### RAW RECORDS ###

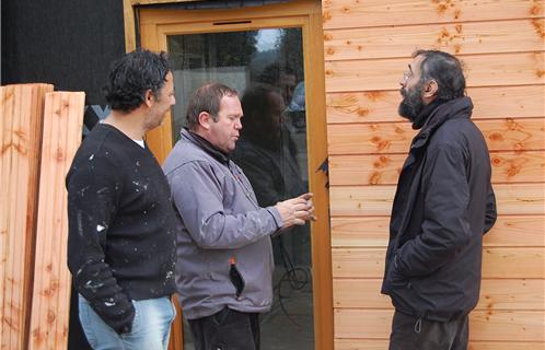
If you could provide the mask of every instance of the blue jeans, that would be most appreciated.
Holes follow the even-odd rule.
[[[176,310],[166,296],[132,301],[135,320],[132,330],[118,335],[79,295],[80,323],[89,343],[95,350],[166,350],[171,324]]]

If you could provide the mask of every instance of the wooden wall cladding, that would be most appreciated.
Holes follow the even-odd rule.
[[[385,350],[387,340],[336,339],[336,350]],[[472,341],[469,350],[543,350],[542,342]]]
[[[407,56],[410,52],[406,54]],[[464,62],[467,86],[529,85],[545,83],[543,51],[487,54],[460,57]],[[326,92],[394,90],[399,88],[407,58],[326,61]]]
[[[322,9],[324,30],[538,19],[545,15],[541,0],[324,0]]]
[[[545,214],[543,184],[499,184],[494,191],[500,215]],[[334,217],[390,215],[395,186],[336,186],[329,194]]]
[[[407,122],[397,115],[402,96],[399,85],[395,88],[394,91],[327,94],[327,122]],[[545,85],[469,88],[467,95],[474,105],[473,120],[545,116]]]
[[[492,183],[542,183],[544,154],[543,151],[491,152]],[[329,184],[395,185],[405,158],[405,154],[332,155]]]
[[[545,118],[476,120],[490,151],[545,148]],[[406,154],[416,136],[409,122],[335,124],[327,126],[329,154]]]
[[[81,142],[85,95],[46,94],[28,349],[66,349],[71,278],[65,177]]]
[[[385,248],[333,249],[333,277],[382,278]],[[483,278],[543,278],[543,247],[488,247],[483,249]],[[335,283],[334,283],[335,284]]]
[[[335,311],[335,338],[387,339],[392,310],[340,308]],[[540,311],[474,311],[469,319],[472,342],[513,340],[542,342],[545,316]],[[497,331],[501,329],[501,331]],[[383,348],[386,349],[386,348]],[[512,348],[506,348],[512,349]]]
[[[414,50],[464,65],[499,218],[485,236],[472,350],[545,346],[545,3],[324,0],[335,349],[387,348],[380,294],[395,185],[417,131],[397,115]],[[408,15],[409,14],[409,15]]]
[[[0,86],[0,348],[25,348],[32,292],[44,95],[49,84]]]
[[[541,22],[524,19],[325,31],[325,59],[406,57],[418,47],[441,48],[455,55],[533,51],[543,44]]]
[[[387,295],[378,293],[382,279],[337,279],[333,285],[334,304],[340,308],[390,308]],[[535,311],[545,303],[545,285],[541,280],[484,279],[475,310]]]
[[[336,217],[332,219],[335,248],[382,247],[389,238],[390,217]],[[545,215],[500,215],[485,235],[485,247],[543,247]]]

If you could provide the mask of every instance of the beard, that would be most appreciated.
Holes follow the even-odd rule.
[[[409,119],[410,121],[415,121],[416,117],[422,112],[425,104],[422,97],[420,96],[422,83],[418,83],[413,89],[406,90],[402,88],[399,93],[403,96],[403,101],[399,103],[399,107],[397,108],[397,113],[399,116]]]

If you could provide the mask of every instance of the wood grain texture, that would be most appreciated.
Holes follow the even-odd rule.
[[[81,142],[85,95],[46,94],[28,349],[66,349],[71,278],[67,267],[65,176]]]
[[[382,278],[384,248],[333,248],[334,278]],[[483,278],[543,279],[543,247],[487,247],[483,249]]]
[[[500,215],[544,214],[545,192],[542,184],[495,185]],[[387,217],[392,210],[395,186],[332,186],[333,217]]]
[[[410,57],[417,48],[453,55],[534,51],[544,45],[536,20],[447,23],[325,31],[329,61]],[[395,43],[395,45],[393,45]]]
[[[335,338],[387,339],[393,310],[335,311]],[[473,341],[543,342],[545,315],[530,311],[474,311],[469,315]]]
[[[390,308],[390,296],[381,294],[382,279],[336,279],[334,305],[338,308]],[[540,311],[545,303],[545,282],[525,279],[484,279],[475,310]]]
[[[387,340],[335,339],[335,350],[385,350],[387,349]],[[543,350],[544,348],[544,342],[469,340],[468,350]]]
[[[474,105],[473,120],[545,116],[545,85],[471,88],[467,89],[467,95]],[[402,101],[398,89],[328,93],[326,98],[328,124],[407,122],[397,114]]]
[[[333,247],[386,247],[389,217],[332,218]],[[485,247],[544,247],[545,215],[499,215]]]
[[[531,151],[545,148],[545,118],[476,120],[489,151]],[[329,154],[403,153],[417,131],[408,122],[329,125]]]
[[[39,145],[49,84],[0,86],[0,348],[26,347]]]
[[[541,0],[324,0],[322,8],[325,30],[544,16]]]
[[[460,56],[467,86],[545,83],[543,51]],[[395,90],[411,59],[326,61],[326,92]]]
[[[405,154],[329,156],[331,185],[396,185]],[[492,183],[543,183],[545,152],[494,152]]]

###

§ GIVEN REQUEST:
Except for the pictures, reproduce every line exactly.

§ THE ANSWER:
If you could provide the mask of every instance of the blue jeans, that would be most appreciated.
Holes follow the even-odd rule.
[[[176,310],[166,296],[132,301],[135,320],[132,330],[118,335],[79,295],[80,323],[89,343],[95,350],[166,350],[171,324]]]

If you could provide the mask of every instance of the wooden wall cladding, that would be most appreciated.
Holes follow the even-odd rule.
[[[385,350],[387,340],[336,339],[336,350]],[[472,341],[469,350],[543,350],[542,342]]]
[[[407,56],[410,52],[406,54]],[[464,62],[467,86],[529,85],[545,83],[543,51],[487,54],[460,57]],[[326,92],[394,90],[399,88],[407,58],[326,61]]]
[[[322,9],[324,30],[538,19],[545,15],[541,0],[324,0]]]
[[[545,214],[543,184],[499,184],[494,191],[500,215]],[[334,217],[390,215],[395,186],[336,186],[329,194]]]
[[[407,122],[397,115],[402,96],[399,85],[395,88],[394,91],[327,94],[327,122]],[[545,85],[469,88],[467,95],[474,105],[473,120],[545,116]]]
[[[492,183],[542,183],[544,154],[543,151],[491,152]],[[329,184],[395,185],[405,158],[405,154],[332,155]]]
[[[545,118],[476,120],[490,151],[545,148]],[[406,154],[416,136],[409,122],[335,124],[327,126],[329,154]]]
[[[81,142],[85,95],[46,94],[28,349],[66,349],[71,278],[65,177]]]
[[[385,248],[333,249],[333,277],[382,278]],[[483,278],[543,278],[543,247],[488,247],[483,249]],[[335,283],[334,283],[335,284]]]
[[[335,311],[335,338],[387,339],[392,310],[340,308]],[[540,311],[474,311],[469,319],[472,342],[513,340],[542,342],[545,316]],[[497,331],[501,329],[501,331]],[[383,348],[386,349],[386,348]],[[512,348],[506,348],[512,349]]]
[[[414,50],[464,65],[499,218],[485,236],[472,350],[545,346],[545,3],[324,0],[335,349],[387,348],[380,294],[395,185],[417,131],[397,115]],[[408,15],[409,14],[409,15]]]
[[[0,86],[0,348],[25,348],[32,292],[44,95],[49,84]]]
[[[541,22],[524,19],[325,31],[325,59],[406,57],[418,47],[441,48],[455,55],[533,51],[543,44]]]
[[[387,295],[378,293],[382,279],[337,279],[333,285],[334,304],[340,308],[390,308]],[[535,311],[545,303],[545,285],[541,280],[484,279],[475,310]]]
[[[336,217],[332,219],[335,248],[382,247],[389,238],[390,217]],[[545,215],[500,215],[485,235],[485,247],[543,247]]]

If you could provide the mask of every instance of the beard, that would be most appreciated.
Holes follow the even-odd rule.
[[[409,119],[410,121],[415,121],[416,117],[422,112],[425,104],[422,97],[420,96],[422,83],[418,83],[413,89],[406,90],[402,88],[399,93],[403,96],[403,101],[399,103],[399,107],[397,108],[397,113],[399,116]]]

If you could provide the mask of every instance of the wood grain texture, that would be most appreciated.
Holes follow the even-odd rule.
[[[81,142],[85,95],[46,94],[28,349],[66,349],[71,278],[67,267],[65,176]]]
[[[382,278],[384,248],[333,248],[334,278]],[[483,278],[543,279],[543,247],[487,247],[483,249]]]
[[[500,215],[544,214],[545,192],[542,184],[495,185]],[[387,217],[392,210],[395,186],[332,186],[333,217]]]
[[[410,57],[417,48],[453,55],[534,51],[544,45],[536,20],[447,23],[325,31],[329,61]],[[395,43],[395,45],[393,45]]]
[[[335,338],[387,339],[393,310],[335,311]],[[473,341],[543,342],[545,315],[530,311],[474,311],[469,315]]]
[[[390,308],[390,296],[381,294],[382,279],[336,279],[334,305],[338,308]],[[540,311],[545,303],[545,282],[525,279],[484,279],[475,310]]]
[[[387,340],[335,339],[335,350],[385,350],[387,349]],[[543,350],[544,348],[544,342],[469,340],[468,350]]]
[[[474,105],[473,120],[545,116],[545,85],[471,88],[467,89],[467,95]],[[402,101],[398,89],[328,93],[326,98],[328,124],[407,122],[397,114]]]
[[[333,247],[386,247],[389,217],[332,218]],[[485,247],[544,247],[545,215],[499,215]]]
[[[531,151],[545,148],[545,118],[476,120],[489,151]],[[329,154],[403,153],[417,131],[408,122],[329,125]]]
[[[39,145],[49,84],[0,86],[0,348],[26,347]]]
[[[541,0],[324,0],[322,8],[325,30],[544,16]]]
[[[460,56],[467,86],[545,83],[543,51]],[[395,90],[411,59],[326,61],[326,92]]]
[[[405,154],[329,156],[331,185],[396,185]],[[492,183],[543,183],[545,152],[494,152]]]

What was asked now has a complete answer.